Start of Supplied data

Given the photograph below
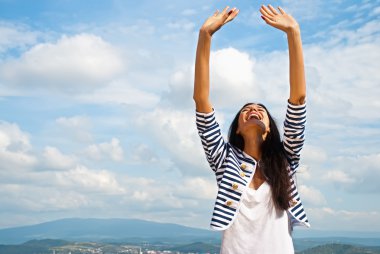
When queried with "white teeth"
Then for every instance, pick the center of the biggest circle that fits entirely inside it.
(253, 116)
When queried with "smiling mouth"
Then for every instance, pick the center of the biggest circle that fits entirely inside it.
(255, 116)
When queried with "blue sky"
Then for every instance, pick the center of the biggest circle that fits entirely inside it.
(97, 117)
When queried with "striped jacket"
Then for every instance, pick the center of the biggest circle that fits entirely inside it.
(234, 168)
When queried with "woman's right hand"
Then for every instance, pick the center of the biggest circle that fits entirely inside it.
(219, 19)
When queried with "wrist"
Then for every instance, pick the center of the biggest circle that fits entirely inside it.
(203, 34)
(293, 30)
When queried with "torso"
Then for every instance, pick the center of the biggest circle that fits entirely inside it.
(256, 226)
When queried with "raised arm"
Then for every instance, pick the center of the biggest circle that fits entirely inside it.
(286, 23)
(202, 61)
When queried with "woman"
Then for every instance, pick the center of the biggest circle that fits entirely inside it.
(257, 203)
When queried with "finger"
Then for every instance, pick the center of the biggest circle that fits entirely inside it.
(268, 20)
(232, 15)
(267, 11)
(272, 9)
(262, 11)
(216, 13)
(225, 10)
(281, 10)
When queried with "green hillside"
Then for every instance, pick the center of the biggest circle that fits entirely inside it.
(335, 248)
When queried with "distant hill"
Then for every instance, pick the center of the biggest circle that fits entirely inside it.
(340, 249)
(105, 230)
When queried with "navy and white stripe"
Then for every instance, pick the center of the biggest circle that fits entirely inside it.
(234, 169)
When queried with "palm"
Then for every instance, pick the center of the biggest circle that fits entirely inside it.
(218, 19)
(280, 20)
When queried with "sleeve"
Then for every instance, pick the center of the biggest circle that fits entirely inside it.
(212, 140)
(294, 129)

End of Supplied data

*Problem*
Every line of the records above where the string "white" is found should be copied.

*Result of this exercise*
When queried with "white teeth"
When queried with "navy and white stripe"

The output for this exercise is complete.